■ **Data in this exercise**
******
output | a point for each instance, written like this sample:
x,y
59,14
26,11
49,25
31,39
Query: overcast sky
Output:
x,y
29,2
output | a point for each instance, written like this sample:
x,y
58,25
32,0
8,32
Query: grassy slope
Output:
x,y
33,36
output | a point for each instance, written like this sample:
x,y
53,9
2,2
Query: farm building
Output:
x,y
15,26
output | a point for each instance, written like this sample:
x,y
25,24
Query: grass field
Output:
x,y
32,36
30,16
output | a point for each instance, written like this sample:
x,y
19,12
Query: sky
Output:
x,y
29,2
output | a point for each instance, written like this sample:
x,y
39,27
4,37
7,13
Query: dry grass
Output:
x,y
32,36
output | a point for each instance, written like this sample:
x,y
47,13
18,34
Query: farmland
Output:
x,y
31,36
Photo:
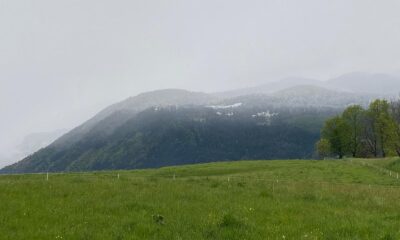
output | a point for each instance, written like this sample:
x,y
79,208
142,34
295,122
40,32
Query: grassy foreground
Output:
x,y
237,200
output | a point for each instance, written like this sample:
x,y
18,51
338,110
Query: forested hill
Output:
x,y
174,127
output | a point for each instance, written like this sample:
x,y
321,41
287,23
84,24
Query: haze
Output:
x,y
62,61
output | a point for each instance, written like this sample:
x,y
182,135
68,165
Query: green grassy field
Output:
x,y
237,200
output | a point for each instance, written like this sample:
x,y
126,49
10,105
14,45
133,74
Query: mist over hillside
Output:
x,y
172,126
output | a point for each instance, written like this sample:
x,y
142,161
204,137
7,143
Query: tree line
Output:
x,y
360,132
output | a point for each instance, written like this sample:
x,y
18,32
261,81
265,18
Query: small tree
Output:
x,y
395,113
336,132
353,118
381,129
323,148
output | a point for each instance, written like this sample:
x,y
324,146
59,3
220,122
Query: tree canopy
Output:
x,y
359,132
******
■ **Given problem**
Transcribe the preceding listing in its entirety and with exact wording, leaving out pictures.

■ **Answer to the task**
output | a point for each instance, written like this sample:
x,y
59,14
26,11
49,25
31,39
Query: overcast sky
Output:
x,y
29,2
output | a point for each instance, written like this sample:
x,y
58,25
32,0
8,32
Query: grassy slope
Output:
x,y
33,36
output | a point for each instance, written like this sample:
x,y
53,9
2,2
Query: farm building
Output:
x,y
15,26
output | a point for each instance, written like this sample:
x,y
25,24
Query: grass field
Output:
x,y
32,36
30,16
output | a point for each instance, written like this sample:
x,y
19,12
Query: sky
Output:
x,y
29,2
output | a point for each instance, written like this sample:
x,y
39,27
4,37
7,13
Query: dry grass
Output:
x,y
32,36
output | a point for each instance, written like this sample:
x,y
47,13
18,34
Query: farmland
Output:
x,y
31,36
Photo:
output | a point for each instance, written like this sample:
x,y
79,208
142,34
295,122
40,32
Query: grassy foreground
Output:
x,y
237,200
output | a point for each instance, written like this sample:
x,y
18,51
338,110
Query: forested hill
Output:
x,y
174,127
output | a point for each instance, written like this sample:
x,y
321,41
287,23
84,24
Query: haze
Output:
x,y
62,61
output | a point for each instance, written like this sample:
x,y
182,135
68,165
Query: green grassy field
Output:
x,y
237,200
output | a point for each instance, written like this sample:
x,y
126,49
10,105
14,45
133,74
Query: mist over hillside
Output:
x,y
172,126
output | a point for each instance, written like this sample:
x,y
142,161
204,137
7,143
Query: tree line
Output:
x,y
360,132
output | a point for each instance, written like this sample:
x,y
18,32
261,81
265,18
Query: small tree
Output:
x,y
395,113
336,132
353,118
381,129
323,148
output | a point for each instance, written like this sample:
x,y
324,146
59,3
220,122
Query: tree canopy
Output:
x,y
359,132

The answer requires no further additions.